## Action item
Nothing beyond the line containing "box: [149, 151, 270, 208]" is to be printed; print exactly each line from the start of the records below through that line, leaving out pictures.

## Data supplied
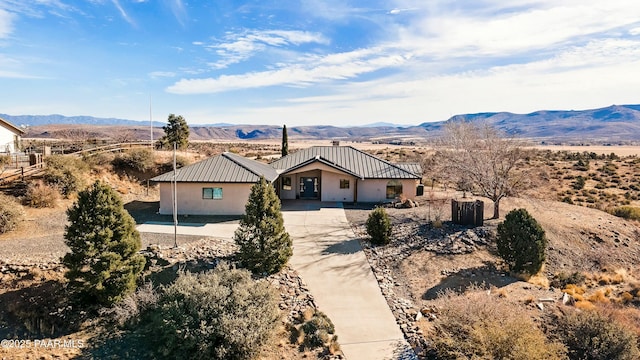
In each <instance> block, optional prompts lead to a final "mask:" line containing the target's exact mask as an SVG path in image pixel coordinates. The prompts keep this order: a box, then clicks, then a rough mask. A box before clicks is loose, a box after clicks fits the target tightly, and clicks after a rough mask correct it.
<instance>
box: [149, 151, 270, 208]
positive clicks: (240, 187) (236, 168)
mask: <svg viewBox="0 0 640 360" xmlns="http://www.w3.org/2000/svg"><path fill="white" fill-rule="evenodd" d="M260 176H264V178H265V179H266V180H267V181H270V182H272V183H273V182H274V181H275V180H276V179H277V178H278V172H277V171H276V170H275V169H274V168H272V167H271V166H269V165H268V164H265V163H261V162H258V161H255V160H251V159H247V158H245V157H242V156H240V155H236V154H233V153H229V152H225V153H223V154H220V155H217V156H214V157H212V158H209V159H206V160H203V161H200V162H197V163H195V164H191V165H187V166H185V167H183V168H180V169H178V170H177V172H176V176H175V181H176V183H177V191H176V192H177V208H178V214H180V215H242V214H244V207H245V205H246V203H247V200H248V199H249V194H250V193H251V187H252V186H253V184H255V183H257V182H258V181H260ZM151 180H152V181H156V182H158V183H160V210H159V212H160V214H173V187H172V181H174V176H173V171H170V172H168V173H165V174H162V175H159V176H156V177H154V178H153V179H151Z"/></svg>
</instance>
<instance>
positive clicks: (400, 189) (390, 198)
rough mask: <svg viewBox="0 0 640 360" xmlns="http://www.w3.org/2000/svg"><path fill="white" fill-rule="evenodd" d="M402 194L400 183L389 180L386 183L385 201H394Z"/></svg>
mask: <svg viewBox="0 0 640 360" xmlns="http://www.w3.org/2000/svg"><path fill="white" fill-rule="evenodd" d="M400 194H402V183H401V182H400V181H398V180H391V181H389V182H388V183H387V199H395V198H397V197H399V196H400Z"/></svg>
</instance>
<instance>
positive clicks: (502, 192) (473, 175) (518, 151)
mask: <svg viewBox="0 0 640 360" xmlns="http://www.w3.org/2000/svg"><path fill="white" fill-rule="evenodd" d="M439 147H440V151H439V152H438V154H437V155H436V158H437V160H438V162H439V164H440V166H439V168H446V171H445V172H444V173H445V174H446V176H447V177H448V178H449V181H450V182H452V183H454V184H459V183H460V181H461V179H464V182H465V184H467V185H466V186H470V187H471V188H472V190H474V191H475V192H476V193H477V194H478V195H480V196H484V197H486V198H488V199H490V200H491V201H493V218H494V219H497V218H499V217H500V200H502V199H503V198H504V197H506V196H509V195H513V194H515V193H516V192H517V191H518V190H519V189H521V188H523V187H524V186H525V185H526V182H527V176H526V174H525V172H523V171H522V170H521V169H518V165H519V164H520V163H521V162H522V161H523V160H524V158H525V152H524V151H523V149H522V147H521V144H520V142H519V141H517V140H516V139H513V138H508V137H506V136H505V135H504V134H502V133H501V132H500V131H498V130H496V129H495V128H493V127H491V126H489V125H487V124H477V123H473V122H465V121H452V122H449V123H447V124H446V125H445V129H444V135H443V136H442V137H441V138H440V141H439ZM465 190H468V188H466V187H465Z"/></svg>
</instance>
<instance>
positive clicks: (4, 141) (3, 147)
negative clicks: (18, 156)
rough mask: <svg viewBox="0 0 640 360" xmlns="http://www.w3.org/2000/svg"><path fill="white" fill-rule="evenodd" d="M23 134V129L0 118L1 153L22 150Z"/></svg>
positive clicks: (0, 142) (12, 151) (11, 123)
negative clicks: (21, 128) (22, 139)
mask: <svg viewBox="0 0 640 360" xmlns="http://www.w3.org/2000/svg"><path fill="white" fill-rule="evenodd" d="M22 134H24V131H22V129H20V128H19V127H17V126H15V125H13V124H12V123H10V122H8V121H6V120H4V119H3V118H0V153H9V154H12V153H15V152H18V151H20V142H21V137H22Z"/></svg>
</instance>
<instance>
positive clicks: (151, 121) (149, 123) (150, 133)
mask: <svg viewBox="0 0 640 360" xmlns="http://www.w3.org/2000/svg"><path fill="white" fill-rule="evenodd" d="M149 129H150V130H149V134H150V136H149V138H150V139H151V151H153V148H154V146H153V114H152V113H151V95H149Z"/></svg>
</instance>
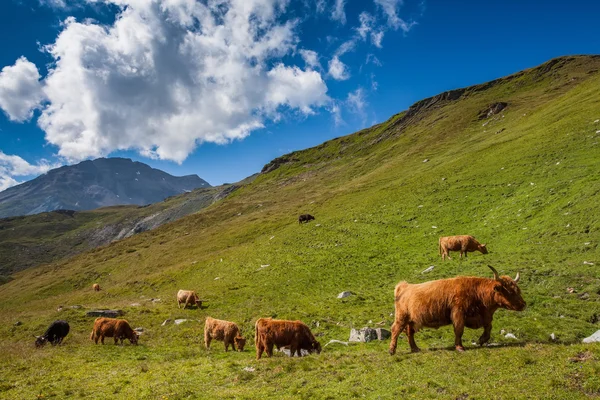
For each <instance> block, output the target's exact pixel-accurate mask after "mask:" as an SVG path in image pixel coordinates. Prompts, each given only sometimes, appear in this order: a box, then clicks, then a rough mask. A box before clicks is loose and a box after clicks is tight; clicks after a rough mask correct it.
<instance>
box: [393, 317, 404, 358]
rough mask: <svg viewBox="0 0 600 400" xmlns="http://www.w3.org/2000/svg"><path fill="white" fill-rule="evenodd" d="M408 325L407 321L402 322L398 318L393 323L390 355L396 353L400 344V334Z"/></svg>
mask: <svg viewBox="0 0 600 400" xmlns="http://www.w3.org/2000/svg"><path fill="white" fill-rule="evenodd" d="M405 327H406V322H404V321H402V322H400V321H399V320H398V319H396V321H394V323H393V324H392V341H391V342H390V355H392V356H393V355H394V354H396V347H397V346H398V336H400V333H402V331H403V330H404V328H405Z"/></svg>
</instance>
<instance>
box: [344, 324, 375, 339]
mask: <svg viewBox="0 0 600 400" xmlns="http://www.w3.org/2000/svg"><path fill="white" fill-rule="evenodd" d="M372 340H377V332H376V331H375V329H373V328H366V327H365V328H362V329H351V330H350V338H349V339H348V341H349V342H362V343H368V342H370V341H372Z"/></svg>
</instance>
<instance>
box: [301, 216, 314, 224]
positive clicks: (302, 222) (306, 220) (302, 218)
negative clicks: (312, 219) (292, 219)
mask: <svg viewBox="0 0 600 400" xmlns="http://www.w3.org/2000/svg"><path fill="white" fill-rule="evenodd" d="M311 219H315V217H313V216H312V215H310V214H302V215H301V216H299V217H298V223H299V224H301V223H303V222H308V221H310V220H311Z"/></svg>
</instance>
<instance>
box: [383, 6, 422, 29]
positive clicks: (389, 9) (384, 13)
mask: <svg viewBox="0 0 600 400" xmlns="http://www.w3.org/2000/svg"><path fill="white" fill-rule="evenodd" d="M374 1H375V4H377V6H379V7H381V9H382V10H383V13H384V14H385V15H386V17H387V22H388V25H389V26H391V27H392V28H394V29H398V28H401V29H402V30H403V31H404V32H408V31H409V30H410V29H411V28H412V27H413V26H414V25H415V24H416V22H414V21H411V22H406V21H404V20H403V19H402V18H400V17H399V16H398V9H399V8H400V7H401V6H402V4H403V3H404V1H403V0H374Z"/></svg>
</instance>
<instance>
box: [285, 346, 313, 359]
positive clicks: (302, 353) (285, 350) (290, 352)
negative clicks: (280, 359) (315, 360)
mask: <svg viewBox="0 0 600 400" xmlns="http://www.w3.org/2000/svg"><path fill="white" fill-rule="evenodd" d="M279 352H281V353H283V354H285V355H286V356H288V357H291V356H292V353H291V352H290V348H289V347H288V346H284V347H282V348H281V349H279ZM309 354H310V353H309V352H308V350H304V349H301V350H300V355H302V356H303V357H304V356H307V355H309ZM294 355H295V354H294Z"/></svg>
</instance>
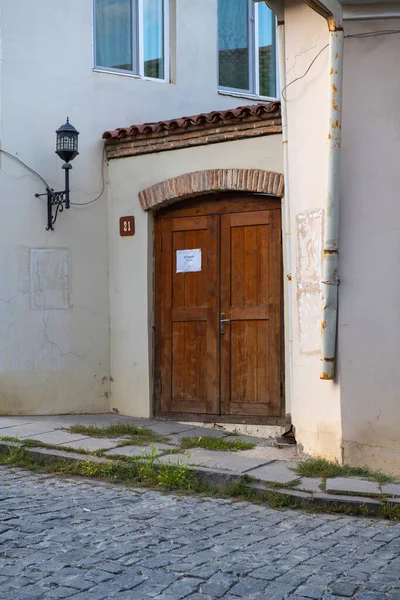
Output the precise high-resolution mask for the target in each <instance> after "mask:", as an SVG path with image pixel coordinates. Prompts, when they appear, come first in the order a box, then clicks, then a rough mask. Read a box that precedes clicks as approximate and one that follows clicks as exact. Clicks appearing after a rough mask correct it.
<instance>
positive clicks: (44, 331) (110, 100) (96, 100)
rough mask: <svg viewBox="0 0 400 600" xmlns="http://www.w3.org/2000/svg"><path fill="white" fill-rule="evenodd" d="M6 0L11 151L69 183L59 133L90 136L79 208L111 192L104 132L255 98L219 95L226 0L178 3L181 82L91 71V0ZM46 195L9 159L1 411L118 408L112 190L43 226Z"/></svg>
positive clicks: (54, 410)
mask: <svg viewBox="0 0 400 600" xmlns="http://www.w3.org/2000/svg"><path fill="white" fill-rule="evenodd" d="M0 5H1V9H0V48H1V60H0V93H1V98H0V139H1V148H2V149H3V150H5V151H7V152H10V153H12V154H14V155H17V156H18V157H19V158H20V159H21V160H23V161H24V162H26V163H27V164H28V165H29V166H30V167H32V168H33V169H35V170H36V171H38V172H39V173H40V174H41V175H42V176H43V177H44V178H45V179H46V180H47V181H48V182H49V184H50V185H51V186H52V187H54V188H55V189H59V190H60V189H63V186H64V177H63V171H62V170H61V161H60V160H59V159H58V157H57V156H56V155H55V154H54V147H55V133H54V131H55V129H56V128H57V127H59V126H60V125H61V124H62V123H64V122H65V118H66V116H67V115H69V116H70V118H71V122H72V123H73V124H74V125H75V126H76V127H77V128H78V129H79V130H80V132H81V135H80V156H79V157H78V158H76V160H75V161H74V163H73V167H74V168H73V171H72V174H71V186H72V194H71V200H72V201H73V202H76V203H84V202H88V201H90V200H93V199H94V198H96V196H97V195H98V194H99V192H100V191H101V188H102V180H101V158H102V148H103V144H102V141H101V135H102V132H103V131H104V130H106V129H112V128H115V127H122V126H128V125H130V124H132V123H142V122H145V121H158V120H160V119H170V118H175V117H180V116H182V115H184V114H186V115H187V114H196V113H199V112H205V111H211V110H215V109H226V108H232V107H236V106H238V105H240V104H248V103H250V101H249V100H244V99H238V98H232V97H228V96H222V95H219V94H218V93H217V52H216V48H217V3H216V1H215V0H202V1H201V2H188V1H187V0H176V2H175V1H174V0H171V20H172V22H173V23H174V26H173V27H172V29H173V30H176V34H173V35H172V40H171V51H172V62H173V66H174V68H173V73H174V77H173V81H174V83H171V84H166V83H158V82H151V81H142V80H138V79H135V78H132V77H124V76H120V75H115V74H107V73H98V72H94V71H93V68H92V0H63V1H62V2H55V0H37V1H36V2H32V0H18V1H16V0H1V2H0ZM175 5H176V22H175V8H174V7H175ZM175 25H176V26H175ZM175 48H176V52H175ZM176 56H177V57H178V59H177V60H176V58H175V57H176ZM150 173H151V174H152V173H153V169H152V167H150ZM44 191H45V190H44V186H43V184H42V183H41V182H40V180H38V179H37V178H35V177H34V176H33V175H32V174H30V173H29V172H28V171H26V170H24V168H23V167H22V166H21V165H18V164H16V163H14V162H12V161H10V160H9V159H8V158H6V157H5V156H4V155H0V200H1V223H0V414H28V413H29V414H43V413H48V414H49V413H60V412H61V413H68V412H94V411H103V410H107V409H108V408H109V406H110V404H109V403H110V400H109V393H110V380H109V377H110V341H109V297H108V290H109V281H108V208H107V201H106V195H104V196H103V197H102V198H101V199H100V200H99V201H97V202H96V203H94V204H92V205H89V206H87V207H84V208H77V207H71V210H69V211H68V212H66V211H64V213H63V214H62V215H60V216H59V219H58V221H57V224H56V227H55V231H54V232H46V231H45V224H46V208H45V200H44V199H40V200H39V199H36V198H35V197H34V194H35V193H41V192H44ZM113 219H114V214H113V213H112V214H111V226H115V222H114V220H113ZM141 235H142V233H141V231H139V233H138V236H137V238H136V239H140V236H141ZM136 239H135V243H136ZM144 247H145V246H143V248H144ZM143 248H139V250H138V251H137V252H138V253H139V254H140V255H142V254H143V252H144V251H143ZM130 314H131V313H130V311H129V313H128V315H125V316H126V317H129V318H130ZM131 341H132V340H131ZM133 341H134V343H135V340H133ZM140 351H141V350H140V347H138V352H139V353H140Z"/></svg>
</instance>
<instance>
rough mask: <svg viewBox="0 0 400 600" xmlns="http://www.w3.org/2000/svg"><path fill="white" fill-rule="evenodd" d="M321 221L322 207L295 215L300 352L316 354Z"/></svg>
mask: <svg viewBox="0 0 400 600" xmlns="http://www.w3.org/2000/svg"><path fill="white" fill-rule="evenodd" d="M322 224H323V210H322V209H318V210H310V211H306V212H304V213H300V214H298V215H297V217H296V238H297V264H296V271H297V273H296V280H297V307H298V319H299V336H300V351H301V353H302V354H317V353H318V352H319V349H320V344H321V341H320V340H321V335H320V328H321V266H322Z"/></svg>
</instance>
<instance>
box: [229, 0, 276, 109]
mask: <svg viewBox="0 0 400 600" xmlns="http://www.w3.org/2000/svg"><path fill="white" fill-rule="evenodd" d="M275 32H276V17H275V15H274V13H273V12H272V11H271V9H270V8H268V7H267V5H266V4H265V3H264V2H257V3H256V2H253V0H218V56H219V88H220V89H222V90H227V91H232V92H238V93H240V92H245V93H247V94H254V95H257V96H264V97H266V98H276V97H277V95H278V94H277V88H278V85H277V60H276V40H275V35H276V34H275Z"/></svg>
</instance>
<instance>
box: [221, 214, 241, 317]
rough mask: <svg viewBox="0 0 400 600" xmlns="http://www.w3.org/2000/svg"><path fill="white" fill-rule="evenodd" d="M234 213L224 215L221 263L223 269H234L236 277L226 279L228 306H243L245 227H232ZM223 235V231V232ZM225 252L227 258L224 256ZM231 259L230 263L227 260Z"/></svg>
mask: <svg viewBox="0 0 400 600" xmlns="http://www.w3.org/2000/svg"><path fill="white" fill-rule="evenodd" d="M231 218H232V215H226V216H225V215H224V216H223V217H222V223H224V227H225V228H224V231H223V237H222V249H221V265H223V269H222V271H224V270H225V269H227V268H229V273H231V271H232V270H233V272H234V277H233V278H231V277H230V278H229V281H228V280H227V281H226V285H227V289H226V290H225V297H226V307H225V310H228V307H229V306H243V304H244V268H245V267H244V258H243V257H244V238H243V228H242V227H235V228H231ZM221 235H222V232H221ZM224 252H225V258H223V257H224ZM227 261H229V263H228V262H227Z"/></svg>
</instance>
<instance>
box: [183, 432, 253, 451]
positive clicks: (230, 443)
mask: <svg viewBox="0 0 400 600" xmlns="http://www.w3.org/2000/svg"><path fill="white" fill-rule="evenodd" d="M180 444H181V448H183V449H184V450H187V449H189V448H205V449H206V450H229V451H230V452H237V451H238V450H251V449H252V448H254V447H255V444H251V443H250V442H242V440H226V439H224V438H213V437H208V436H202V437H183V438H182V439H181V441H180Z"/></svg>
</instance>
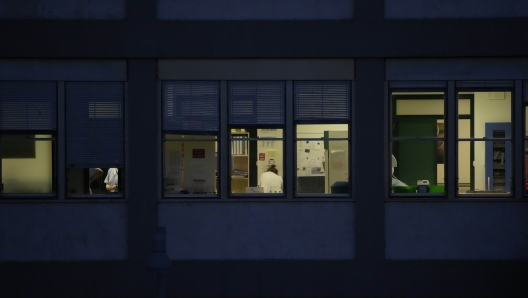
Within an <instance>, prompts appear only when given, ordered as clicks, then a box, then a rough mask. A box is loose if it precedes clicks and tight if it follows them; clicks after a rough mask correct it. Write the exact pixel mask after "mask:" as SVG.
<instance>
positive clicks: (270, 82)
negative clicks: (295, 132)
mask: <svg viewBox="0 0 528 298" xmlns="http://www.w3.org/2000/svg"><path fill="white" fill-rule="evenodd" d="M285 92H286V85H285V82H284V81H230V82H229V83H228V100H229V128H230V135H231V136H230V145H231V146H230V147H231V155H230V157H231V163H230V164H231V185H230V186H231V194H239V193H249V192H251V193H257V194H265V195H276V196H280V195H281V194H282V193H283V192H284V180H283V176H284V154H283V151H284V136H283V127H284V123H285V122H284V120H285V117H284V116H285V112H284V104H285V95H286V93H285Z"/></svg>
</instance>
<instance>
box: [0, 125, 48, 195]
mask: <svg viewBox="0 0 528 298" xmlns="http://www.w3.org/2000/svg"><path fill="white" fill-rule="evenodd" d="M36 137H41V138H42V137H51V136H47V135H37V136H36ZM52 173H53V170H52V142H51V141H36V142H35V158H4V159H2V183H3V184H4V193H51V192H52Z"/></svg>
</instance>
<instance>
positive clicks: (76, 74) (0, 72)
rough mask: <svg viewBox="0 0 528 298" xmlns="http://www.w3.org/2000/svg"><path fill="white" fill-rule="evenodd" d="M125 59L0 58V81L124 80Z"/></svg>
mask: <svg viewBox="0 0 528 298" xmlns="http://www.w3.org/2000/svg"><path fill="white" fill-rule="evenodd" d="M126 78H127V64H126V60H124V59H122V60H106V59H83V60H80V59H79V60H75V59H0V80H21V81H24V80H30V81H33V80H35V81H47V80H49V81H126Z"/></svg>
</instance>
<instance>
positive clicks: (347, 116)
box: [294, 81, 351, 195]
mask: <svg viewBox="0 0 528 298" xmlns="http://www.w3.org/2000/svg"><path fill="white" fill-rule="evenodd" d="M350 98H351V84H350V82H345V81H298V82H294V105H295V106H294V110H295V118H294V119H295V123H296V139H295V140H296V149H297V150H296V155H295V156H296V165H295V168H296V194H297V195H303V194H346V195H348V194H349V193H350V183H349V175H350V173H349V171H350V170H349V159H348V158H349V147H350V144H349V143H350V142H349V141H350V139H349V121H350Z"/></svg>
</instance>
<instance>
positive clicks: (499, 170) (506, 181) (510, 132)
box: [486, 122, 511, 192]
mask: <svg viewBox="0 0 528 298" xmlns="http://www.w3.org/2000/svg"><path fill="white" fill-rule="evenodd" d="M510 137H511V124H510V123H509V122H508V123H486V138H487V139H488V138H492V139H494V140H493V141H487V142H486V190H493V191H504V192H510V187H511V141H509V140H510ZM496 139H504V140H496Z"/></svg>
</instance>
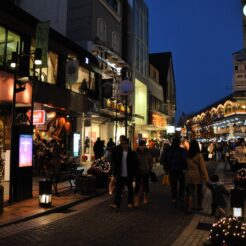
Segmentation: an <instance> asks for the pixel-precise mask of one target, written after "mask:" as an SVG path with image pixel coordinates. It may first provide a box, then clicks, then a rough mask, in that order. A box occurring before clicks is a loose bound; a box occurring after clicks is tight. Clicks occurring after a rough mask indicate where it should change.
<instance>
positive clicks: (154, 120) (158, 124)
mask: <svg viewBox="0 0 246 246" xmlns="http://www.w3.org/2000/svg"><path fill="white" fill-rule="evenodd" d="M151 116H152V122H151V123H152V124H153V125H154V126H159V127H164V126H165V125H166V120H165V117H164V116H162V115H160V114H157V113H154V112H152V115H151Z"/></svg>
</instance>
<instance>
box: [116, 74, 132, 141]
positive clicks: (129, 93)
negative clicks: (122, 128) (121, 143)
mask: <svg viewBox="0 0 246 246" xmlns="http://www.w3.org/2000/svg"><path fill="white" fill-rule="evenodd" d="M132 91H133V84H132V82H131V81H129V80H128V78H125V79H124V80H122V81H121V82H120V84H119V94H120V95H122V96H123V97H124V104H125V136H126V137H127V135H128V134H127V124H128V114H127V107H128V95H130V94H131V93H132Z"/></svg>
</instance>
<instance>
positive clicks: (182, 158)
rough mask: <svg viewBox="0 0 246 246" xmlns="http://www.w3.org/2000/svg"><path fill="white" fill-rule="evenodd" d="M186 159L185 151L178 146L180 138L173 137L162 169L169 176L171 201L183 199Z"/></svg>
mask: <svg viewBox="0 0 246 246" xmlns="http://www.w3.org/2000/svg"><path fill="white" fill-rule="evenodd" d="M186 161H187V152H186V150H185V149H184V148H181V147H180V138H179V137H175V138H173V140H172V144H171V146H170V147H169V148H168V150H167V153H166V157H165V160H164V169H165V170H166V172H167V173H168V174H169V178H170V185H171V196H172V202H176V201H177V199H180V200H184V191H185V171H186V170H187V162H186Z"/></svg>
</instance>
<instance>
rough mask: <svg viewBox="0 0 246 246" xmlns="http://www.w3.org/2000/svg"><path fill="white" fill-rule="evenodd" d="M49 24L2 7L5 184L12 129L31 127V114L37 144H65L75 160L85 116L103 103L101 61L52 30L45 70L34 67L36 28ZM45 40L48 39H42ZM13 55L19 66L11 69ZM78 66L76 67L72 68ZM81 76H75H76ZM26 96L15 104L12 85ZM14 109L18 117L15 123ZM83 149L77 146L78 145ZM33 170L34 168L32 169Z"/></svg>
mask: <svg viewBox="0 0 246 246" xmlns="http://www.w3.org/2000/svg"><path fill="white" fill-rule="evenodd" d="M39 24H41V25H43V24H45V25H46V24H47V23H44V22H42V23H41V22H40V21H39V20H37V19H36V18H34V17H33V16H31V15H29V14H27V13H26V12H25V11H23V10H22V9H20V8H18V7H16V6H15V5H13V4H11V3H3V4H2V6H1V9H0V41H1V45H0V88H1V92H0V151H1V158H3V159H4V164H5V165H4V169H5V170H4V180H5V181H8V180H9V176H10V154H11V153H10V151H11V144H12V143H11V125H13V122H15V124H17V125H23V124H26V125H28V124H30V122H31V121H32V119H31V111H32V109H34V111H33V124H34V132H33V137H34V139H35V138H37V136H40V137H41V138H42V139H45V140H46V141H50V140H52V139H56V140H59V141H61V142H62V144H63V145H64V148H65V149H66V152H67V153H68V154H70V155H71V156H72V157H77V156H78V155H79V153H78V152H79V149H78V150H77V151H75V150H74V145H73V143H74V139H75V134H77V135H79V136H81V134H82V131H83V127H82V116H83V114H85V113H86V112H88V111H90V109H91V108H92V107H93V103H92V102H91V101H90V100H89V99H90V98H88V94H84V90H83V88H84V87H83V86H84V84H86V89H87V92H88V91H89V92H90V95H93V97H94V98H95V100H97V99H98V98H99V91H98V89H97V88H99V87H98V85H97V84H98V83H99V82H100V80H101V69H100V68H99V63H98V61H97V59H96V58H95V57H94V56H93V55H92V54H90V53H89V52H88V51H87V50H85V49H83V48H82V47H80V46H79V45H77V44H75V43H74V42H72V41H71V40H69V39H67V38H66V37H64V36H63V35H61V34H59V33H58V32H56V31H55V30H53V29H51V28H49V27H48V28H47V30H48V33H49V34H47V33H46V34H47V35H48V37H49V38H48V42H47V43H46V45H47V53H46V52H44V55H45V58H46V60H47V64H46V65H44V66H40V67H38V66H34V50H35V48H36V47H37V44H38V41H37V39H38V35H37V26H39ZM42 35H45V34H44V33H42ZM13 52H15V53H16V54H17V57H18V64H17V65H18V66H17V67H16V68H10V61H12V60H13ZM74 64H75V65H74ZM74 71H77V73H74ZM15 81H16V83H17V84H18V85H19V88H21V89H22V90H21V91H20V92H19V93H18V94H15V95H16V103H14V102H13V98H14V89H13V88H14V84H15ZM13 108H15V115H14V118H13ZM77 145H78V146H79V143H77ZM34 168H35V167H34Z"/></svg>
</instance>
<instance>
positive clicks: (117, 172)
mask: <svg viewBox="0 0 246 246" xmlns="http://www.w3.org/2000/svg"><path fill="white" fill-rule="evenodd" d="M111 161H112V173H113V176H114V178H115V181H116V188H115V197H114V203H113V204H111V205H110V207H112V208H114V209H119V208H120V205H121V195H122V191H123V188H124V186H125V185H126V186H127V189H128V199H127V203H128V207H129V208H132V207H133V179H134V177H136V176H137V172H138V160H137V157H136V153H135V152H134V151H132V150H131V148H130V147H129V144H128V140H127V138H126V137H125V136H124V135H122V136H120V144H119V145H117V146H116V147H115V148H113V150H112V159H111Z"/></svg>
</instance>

## Solved problem
In each <instance> block, optional prompts lead to a final "mask:" line containing the target's exact mask as an SVG path in image pixel coordinates. The prompts keep this order: a box, then clicks, then a rough mask. A box before clicks is loose, a box after clicks fits the target tightly, and clicks after a rough mask correct it.
<instance>
box: [149, 151, 270, 208]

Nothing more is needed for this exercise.